Task objective -> Transcribe the entries below exactly as they appear.

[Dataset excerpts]
==================================================

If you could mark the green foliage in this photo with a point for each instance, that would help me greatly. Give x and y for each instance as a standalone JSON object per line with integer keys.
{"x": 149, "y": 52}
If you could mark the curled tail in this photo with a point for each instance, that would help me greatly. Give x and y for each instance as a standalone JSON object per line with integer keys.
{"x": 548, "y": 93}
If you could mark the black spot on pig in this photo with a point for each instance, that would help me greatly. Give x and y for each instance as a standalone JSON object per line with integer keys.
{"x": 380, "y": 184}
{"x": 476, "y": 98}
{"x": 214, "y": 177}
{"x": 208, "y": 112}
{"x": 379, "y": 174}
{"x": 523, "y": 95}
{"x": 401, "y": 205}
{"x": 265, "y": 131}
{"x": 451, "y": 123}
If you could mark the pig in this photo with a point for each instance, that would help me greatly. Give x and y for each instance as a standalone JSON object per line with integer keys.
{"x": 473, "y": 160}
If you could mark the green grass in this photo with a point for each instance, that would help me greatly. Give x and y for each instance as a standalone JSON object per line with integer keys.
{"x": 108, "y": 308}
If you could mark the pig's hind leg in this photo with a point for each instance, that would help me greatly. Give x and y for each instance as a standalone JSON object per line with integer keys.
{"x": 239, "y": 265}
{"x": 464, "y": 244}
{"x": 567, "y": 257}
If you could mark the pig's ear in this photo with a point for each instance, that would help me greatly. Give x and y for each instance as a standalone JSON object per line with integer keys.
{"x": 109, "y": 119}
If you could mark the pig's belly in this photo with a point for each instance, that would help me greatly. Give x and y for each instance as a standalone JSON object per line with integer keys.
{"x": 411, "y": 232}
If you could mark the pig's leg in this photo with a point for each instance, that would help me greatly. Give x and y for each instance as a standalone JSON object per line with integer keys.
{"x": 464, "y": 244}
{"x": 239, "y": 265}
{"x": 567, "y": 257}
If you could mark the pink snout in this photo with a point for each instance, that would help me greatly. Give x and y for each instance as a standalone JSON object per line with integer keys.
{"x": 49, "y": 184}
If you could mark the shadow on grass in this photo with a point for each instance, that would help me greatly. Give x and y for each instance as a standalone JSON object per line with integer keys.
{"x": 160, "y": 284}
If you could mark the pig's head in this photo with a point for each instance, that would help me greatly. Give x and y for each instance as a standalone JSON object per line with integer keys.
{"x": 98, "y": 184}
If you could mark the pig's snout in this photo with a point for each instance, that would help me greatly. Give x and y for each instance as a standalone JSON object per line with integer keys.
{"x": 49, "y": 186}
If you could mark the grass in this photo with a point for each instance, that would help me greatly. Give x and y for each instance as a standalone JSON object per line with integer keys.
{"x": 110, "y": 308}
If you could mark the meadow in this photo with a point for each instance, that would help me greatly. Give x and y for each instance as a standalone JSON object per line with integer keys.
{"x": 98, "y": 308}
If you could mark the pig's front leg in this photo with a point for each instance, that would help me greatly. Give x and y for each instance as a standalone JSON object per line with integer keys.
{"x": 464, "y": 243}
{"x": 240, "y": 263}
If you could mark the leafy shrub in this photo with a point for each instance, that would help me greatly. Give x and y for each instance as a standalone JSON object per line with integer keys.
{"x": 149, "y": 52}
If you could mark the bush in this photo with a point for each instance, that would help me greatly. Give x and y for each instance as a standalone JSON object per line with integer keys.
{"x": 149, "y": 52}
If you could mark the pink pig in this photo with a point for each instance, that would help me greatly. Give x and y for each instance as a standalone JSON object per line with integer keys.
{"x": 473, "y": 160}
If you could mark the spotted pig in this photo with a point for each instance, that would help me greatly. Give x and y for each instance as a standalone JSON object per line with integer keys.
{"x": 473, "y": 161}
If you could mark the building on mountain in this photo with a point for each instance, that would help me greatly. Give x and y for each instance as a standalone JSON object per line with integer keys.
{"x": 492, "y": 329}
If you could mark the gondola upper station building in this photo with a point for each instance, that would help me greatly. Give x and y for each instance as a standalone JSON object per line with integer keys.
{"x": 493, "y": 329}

==================================================

Expected answer ->
If you could mark the green foliage in this photo with a point for each instance, that would help me greatly. Give x and y for each instance as a standalone JSON object per line with integer keys.
{"x": 149, "y": 52}
If you could mark the curled tail in this photo with a point for each instance, that would help me greatly. Give x and y for each instance as a standalone JSON object per line with integer keys.
{"x": 548, "y": 93}
If you could mark the black spot on pig in this photo with a point for each instance, that would help me greatly. Give x and y for each instance as a standalone JSON object per line with integer keys.
{"x": 380, "y": 184}
{"x": 476, "y": 98}
{"x": 214, "y": 177}
{"x": 208, "y": 112}
{"x": 379, "y": 174}
{"x": 523, "y": 95}
{"x": 401, "y": 205}
{"x": 265, "y": 131}
{"x": 451, "y": 123}
If you could mark the pig in this photo with a point for each instance, that would help me greatly. Give x and y for each instance as a standalone JSON object per line with integer keys.
{"x": 473, "y": 160}
If you could mark the green grass in this photo with a point for each instance, that would help me greatly. Give x and y for each instance as a standalone JSON object per line with integer keys.
{"x": 108, "y": 308}
If you could mark the pig's hind leg in this photo with a point for each instance, that would help me greatly. Give x and y for each instance as a standalone JSON object per line with integer keys.
{"x": 239, "y": 265}
{"x": 464, "y": 244}
{"x": 567, "y": 257}
If you could mark the pig's ear in this photo with a point for each instance, that would help me greatly. Give x and y for each instance as a standalone JSON object per line with integer keys.
{"x": 109, "y": 119}
If you could mark the pig's belly in this photo with a point for each instance, that would help me greatly. Give x and y for each instance as a standalone JSON object per line with integer keys.
{"x": 411, "y": 232}
If you could mark the pig's leg in this photo with a point for each instance, that would help me greatly. Give x and y for each instance as a standalone JSON object per line with integer keys.
{"x": 464, "y": 244}
{"x": 239, "y": 265}
{"x": 567, "y": 257}
If you could mark the pink snout in this photo with a point for each instance, that would help me greatly. Give x and y for each instance as a standalone JSON object per line with integer keys.
{"x": 49, "y": 184}
If you could mark the shadow on grass in this photo with a point for each instance, that would help me greatly. Give x and y for each instance as a standalone JSON object per line with integer keys.
{"x": 160, "y": 284}
If you could mark the pig's head in this photo with a point for each instance, that would help me greatly. Give x and y for each instance as a standalone JSON object per line with integer keys.
{"x": 98, "y": 184}
If you could mark the pig's snout in this photo with a point for each instance, that would help me greatly. Give x and y for each instance as a standalone JSON object per line with integer keys.
{"x": 49, "y": 186}
If you could mark the grass in this photo with a point for each instance, that would help me greatly. Give x and y for each instance as a standalone JSON object per line with integer keys.
{"x": 110, "y": 308}
If you could mark the meadow in this photo with a point for each instance, that would help me greatly. Give x and y for each instance as a standalone JSON object per line with integer keys.
{"x": 98, "y": 308}
If you could mark the pig's front leg in this photo with a point for each instance, that would help me greatly. Give x and y for each instance as a standalone JSON object per line with integer keys.
{"x": 464, "y": 243}
{"x": 240, "y": 263}
If you could mark the leafy shrub in this photo with a point for each instance, that would help me greatly. Give x and y for each instance as a standalone JSON object per line with integer keys.
{"x": 149, "y": 52}
If you could mark the bush in this photo with a point for each instance, that would help me greatly. Give x and y for each instance as a standalone JSON object per line with integer keys.
{"x": 149, "y": 52}
If you could mark the pink pig in this photo with a point for each instance, that would help me greatly. Give x and y for each instance as a standalone JSON object per line with integer keys.
{"x": 473, "y": 160}
If you could mark the spotted pig in this photo with a point for each instance, that would help me greatly. Give x and y for each instance as a standalone JSON object per line with integer keys.
{"x": 473, "y": 161}
If you could mark the building on mountain in this photo with a point for each instance, that would help me greatly. Give x and y for each instance as a standalone JSON object per line with integer keys.
{"x": 492, "y": 329}
If you could mark the gondola upper station building in this photo with a point for each instance, that would help me greatly. Give x and y for each instance as a standalone JSON object per line with integer keys.
{"x": 493, "y": 329}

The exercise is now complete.